* Task
Write out the listing word for word from its start through the line containing "<point>596,169</point>", leaving the pictures out.

[begin Material provided]

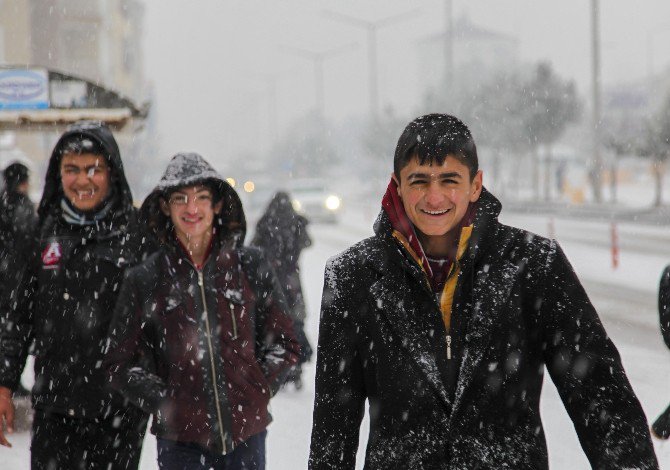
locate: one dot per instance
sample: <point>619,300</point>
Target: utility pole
<point>371,27</point>
<point>317,59</point>
<point>449,46</point>
<point>596,169</point>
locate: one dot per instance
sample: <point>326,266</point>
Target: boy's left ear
<point>476,187</point>
<point>397,182</point>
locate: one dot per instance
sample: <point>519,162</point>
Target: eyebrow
<point>88,167</point>
<point>197,191</point>
<point>451,174</point>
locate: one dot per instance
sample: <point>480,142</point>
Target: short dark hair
<point>433,137</point>
<point>214,186</point>
<point>79,144</point>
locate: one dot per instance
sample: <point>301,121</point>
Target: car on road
<point>314,200</point>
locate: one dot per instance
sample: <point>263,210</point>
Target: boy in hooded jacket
<point>445,321</point>
<point>86,237</point>
<point>201,337</point>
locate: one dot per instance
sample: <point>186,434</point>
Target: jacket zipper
<point>201,283</point>
<point>454,267</point>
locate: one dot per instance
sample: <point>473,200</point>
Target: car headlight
<point>333,202</point>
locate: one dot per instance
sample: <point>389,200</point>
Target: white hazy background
<point>211,63</point>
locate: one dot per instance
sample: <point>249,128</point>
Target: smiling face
<point>192,214</point>
<point>436,198</point>
<point>85,179</point>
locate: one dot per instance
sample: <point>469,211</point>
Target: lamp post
<point>371,27</point>
<point>317,59</point>
<point>448,44</point>
<point>596,168</point>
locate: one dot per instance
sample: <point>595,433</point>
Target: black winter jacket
<point>664,304</point>
<point>69,286</point>
<point>523,309</point>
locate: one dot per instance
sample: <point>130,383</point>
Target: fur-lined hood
<point>187,169</point>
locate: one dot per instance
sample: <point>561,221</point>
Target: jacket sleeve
<point>664,305</point>
<point>276,343</point>
<point>129,355</point>
<point>588,373</point>
<point>340,390</point>
<point>16,321</point>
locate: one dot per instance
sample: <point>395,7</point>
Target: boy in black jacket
<point>445,321</point>
<point>86,237</point>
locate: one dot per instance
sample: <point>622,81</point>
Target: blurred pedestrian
<point>201,338</point>
<point>661,427</point>
<point>17,222</point>
<point>86,237</point>
<point>17,212</point>
<point>445,320</point>
<point>282,234</point>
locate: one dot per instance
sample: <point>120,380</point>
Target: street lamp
<point>317,59</point>
<point>595,116</point>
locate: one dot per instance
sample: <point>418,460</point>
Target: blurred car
<point>312,199</point>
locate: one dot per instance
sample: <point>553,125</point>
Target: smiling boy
<point>445,321</point>
<point>201,336</point>
<point>87,236</point>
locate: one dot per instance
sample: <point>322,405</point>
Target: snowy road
<point>625,298</point>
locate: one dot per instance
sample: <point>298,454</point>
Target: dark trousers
<point>250,455</point>
<point>63,443</point>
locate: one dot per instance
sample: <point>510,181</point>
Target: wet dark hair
<point>216,187</point>
<point>80,144</point>
<point>15,174</point>
<point>433,137</point>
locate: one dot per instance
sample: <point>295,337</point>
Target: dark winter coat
<point>71,279</point>
<point>202,349</point>
<point>523,309</point>
<point>664,304</point>
<point>282,235</point>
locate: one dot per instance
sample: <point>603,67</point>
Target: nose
<point>83,177</point>
<point>191,205</point>
<point>434,195</point>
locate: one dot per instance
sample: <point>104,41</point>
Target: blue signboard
<point>24,89</point>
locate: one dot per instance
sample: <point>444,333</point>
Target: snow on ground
<point>648,363</point>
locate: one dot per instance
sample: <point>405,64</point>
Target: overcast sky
<point>213,63</point>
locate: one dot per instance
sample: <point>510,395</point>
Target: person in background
<point>661,426</point>
<point>201,337</point>
<point>86,237</point>
<point>282,235</point>
<point>445,321</point>
<point>17,212</point>
<point>17,222</point>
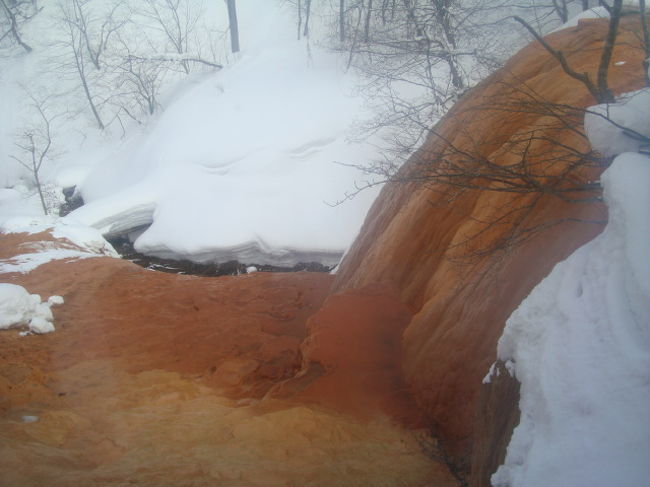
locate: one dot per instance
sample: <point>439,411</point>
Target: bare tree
<point>549,158</point>
<point>645,40</point>
<point>35,143</point>
<point>76,44</point>
<point>233,25</point>
<point>94,32</point>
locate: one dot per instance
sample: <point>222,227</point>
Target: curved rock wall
<point>434,242</point>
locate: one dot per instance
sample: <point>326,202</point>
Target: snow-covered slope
<point>580,346</point>
<point>242,166</point>
<point>244,163</point>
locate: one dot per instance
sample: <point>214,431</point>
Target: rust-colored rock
<point>426,240</point>
<point>156,380</point>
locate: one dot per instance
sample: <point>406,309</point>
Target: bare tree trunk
<point>37,180</point>
<point>366,30</point>
<point>342,20</point>
<point>234,26</point>
<point>646,42</point>
<point>615,17</point>
<point>299,30</point>
<point>305,32</point>
<point>14,27</point>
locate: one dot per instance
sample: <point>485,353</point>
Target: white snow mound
<point>580,344</point>
<point>20,308</point>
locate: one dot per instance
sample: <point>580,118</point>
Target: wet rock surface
<point>429,240</point>
<point>164,380</point>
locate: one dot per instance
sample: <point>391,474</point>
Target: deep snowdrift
<point>243,163</point>
<point>242,167</point>
<point>580,346</point>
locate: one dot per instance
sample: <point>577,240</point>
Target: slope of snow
<point>580,347</point>
<point>242,166</point>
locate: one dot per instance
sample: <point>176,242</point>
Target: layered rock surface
<point>157,379</point>
<point>268,379</point>
<point>462,259</point>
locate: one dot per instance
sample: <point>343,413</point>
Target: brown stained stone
<point>415,237</point>
<point>157,379</point>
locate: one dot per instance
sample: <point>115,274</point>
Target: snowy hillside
<point>579,344</point>
<point>246,163</point>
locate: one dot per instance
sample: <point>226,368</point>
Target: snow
<point>580,347</point>
<point>240,163</point>
<point>78,242</point>
<point>592,13</point>
<point>19,308</point>
<point>604,123</point>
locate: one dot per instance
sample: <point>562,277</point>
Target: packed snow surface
<point>580,347</point>
<point>245,165</point>
<point>75,242</point>
<point>18,308</point>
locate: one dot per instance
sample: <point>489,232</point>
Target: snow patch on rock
<point>20,308</point>
<point>580,345</point>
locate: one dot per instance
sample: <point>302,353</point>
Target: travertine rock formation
<point>428,240</point>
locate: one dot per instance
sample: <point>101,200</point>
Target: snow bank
<point>604,123</point>
<point>242,166</point>
<point>19,308</point>
<point>81,242</point>
<point>580,346</point>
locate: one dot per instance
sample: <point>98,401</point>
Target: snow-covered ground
<point>580,342</point>
<point>73,241</point>
<point>244,163</point>
<point>19,308</point>
<point>242,166</point>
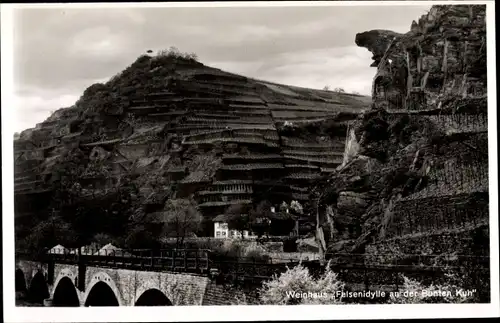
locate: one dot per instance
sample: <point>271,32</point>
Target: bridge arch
<point>153,297</point>
<point>20,281</point>
<point>38,290</point>
<point>65,293</point>
<point>102,291</point>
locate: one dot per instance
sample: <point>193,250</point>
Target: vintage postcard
<point>231,160</point>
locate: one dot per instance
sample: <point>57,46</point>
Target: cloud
<point>60,52</point>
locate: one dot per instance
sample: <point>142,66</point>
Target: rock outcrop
<point>416,163</point>
<point>170,127</point>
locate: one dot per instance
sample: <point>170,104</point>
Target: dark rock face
<point>417,161</point>
<point>170,128</point>
<point>377,42</point>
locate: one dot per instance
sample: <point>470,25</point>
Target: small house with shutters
<point>222,231</point>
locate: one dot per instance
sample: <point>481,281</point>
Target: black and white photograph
<point>239,155</point>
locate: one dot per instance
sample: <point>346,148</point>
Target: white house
<point>222,231</point>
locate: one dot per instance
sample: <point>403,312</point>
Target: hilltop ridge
<point>169,127</point>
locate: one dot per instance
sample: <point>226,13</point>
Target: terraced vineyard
<point>222,138</point>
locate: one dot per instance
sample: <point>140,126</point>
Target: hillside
<point>169,127</point>
<point>414,186</point>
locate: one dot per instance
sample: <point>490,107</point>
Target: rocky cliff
<point>169,127</point>
<point>414,179</point>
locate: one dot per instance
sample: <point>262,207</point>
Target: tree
<point>182,218</point>
<point>260,218</point>
<point>296,207</point>
<point>287,289</point>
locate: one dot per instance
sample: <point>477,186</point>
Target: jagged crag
<point>169,127</point>
<point>415,179</point>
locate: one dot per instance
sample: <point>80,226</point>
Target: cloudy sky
<point>60,52</point>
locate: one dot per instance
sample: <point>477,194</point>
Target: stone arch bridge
<point>73,282</point>
<point>109,286</point>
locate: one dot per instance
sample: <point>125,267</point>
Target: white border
<point>232,313</point>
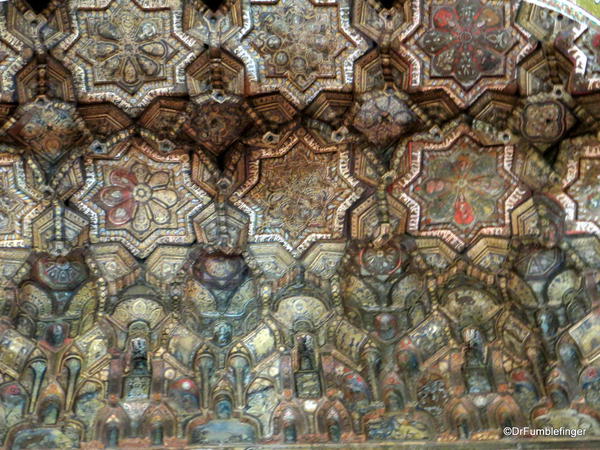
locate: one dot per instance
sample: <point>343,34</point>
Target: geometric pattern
<point>140,198</point>
<point>464,46</point>
<point>457,189</point>
<point>314,223</point>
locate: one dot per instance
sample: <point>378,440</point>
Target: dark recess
<point>213,4</point>
<point>38,5</point>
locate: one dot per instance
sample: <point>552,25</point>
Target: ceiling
<point>336,223</point>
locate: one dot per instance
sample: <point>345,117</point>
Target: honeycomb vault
<point>298,223</point>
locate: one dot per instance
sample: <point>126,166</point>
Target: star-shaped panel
<point>298,192</point>
<point>298,46</point>
<point>127,52</point>
<point>140,198</point>
<point>464,46</point>
<point>457,188</point>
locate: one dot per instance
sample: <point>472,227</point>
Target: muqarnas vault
<point>329,222</point>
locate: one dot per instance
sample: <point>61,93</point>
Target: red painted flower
<point>468,40</point>
<point>138,196</point>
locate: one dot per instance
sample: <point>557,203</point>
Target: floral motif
<point>141,198</point>
<point>299,197</point>
<point>49,127</point>
<point>464,47</point>
<point>138,196</point>
<point>468,41</point>
<point>299,47</point>
<point>133,51</point>
<point>458,188</point>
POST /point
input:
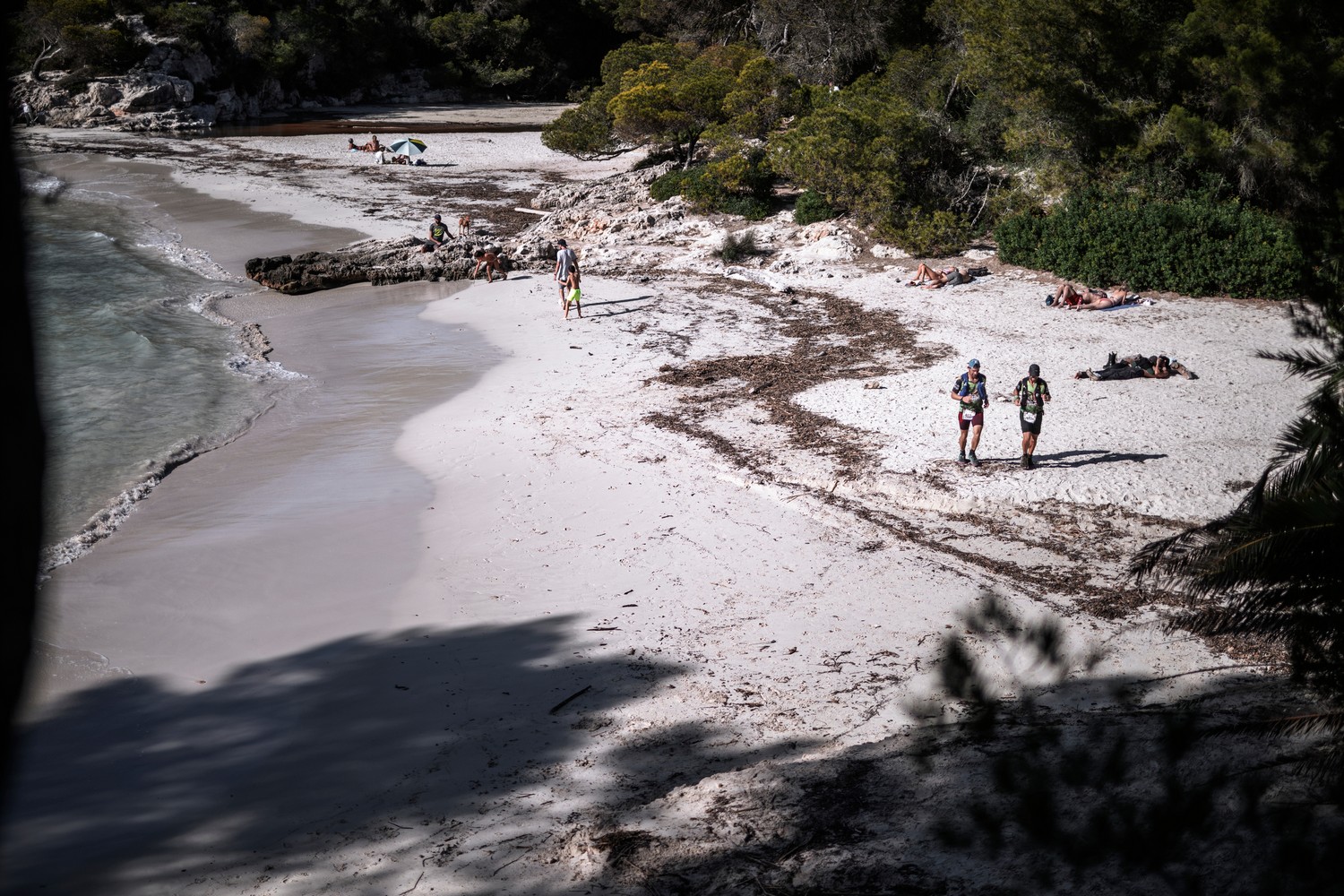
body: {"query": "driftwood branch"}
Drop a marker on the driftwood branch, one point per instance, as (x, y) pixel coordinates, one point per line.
(572, 697)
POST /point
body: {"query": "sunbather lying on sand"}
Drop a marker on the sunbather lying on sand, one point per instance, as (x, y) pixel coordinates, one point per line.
(1136, 366)
(1089, 298)
(933, 279)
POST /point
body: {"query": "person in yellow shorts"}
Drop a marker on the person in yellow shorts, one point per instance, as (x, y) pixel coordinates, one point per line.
(573, 293)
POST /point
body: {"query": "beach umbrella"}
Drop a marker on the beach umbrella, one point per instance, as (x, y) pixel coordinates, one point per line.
(409, 147)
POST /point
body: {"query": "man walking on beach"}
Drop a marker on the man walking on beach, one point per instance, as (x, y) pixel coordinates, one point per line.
(1030, 397)
(564, 261)
(970, 392)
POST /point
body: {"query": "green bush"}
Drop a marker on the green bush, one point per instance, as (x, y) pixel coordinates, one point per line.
(941, 233)
(749, 207)
(706, 187)
(672, 185)
(811, 209)
(737, 246)
(1193, 245)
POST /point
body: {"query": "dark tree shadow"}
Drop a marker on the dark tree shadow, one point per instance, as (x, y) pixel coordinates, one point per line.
(1083, 783)
(1094, 455)
(132, 780)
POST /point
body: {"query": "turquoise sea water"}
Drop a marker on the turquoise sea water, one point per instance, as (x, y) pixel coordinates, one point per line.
(134, 374)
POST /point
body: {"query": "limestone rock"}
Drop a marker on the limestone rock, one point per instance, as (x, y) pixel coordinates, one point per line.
(371, 261)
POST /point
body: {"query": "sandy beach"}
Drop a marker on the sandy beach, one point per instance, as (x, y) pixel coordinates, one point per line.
(516, 603)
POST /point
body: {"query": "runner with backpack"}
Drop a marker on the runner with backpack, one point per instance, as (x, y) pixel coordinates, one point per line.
(972, 392)
(1030, 397)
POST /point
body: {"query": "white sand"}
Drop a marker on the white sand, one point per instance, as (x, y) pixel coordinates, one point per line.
(719, 624)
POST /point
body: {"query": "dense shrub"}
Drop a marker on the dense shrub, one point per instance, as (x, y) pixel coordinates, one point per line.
(811, 209)
(940, 233)
(671, 185)
(711, 188)
(737, 246)
(1193, 245)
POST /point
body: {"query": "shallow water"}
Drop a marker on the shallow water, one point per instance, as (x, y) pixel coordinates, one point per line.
(132, 376)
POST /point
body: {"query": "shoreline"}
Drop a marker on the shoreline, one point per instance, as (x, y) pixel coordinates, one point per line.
(628, 579)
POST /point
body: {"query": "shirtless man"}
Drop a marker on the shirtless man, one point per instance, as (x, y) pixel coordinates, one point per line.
(575, 295)
(564, 260)
(933, 279)
(1091, 300)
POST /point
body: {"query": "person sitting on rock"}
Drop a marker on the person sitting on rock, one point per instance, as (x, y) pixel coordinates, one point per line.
(437, 236)
(488, 260)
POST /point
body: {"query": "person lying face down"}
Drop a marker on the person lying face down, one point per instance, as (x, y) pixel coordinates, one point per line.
(937, 279)
(1089, 298)
(1158, 367)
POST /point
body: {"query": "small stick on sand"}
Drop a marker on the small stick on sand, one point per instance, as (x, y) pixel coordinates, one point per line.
(573, 696)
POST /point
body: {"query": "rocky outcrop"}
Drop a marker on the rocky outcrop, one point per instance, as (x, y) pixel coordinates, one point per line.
(179, 88)
(139, 101)
(373, 261)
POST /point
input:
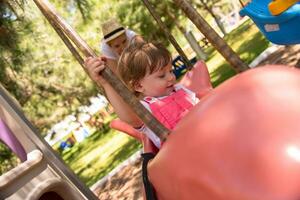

[end Material provided]

* Exercise response
locate: one dot per instance
sample: <point>619,300</point>
Target: utility pole
<point>371,27</point>
<point>317,59</point>
<point>449,46</point>
<point>596,169</point>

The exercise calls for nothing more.